- _Rows from a pointing dataset_
· · · ·
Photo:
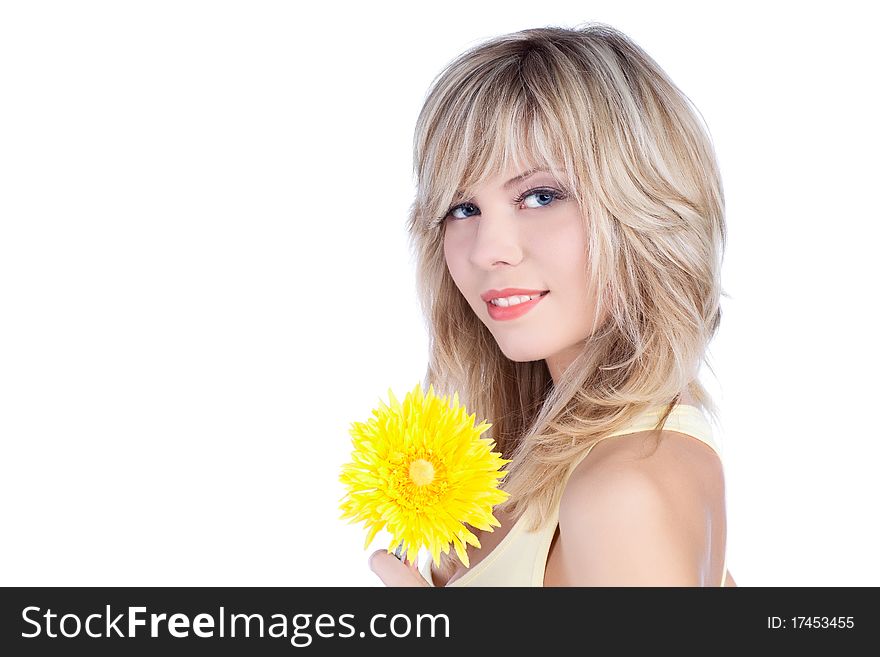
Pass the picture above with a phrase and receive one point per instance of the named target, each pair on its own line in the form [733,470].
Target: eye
[547,196]
[542,198]
[463,206]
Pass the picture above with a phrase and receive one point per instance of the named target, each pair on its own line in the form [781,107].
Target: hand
[394,572]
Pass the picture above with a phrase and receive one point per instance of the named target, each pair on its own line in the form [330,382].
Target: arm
[635,523]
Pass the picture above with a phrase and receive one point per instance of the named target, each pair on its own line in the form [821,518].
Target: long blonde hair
[592,104]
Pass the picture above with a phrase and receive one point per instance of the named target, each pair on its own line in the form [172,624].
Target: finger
[393,572]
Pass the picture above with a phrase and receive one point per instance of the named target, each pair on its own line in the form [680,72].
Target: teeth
[504,302]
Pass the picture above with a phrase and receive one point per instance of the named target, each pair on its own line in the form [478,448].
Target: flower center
[421,472]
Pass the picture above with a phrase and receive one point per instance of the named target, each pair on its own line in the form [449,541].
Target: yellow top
[521,556]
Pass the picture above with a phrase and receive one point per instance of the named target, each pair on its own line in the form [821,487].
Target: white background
[204,275]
· · · ·
- _EXERCISE DETAILS_
Rewrite all of the records above as a numbered list, one line per item, with the blank lines dropped. Leave the pictures out of your answer.

- _RESPONSE TO THIS TASK_
1. Photo:
2. Pass the picture above with a phrase and receive one point per instance of the named target, each pair on its own line in the form [733,470].
3. Target: eye
4. [547,196]
5. [542,198]
6. [463,206]
7. Pass the picture above with a phrase and receive one point per instance of the named target, each pair on its own line in the form [781,107].
8. Target: hand
9. [394,572]
10. Pass the picture above with a phrase and receive one point per instance of the named target, each pair on its own line in the form [330,382].
11. Target: arm
12. [635,523]
13. Pass the picture above with a phrase and receive one point per instance of the named target, each pair on its own line in the form [821,518].
14. Target: long blonde hair
15. [592,104]
16. Pass the picture above with a phrase and receive one point per instance of the named target, each pair on its own line in the form [172,624].
17. Target: finger
18. [393,572]
19. Pass the picture above with a phrase and receive one point per instance of the named target, each pair on its own line in the form [680,72].
20. Target: teeth
21. [504,302]
22. Pass the picture above with a phrase and receive one point per instance of the named target, each pair on its own line in the form [478,448].
23. Target: flower center
24. [421,472]
25. Pass the picture above with a phrase and receive one point per instance of the named target, each pair on its own line in the form [449,541].
26. Target: yellow top
27. [521,556]
28. Pass the picture above with a phrase and receive one point per instance of the named target, each pair on its own line in the form [821,487].
29. Target: white background
30. [204,275]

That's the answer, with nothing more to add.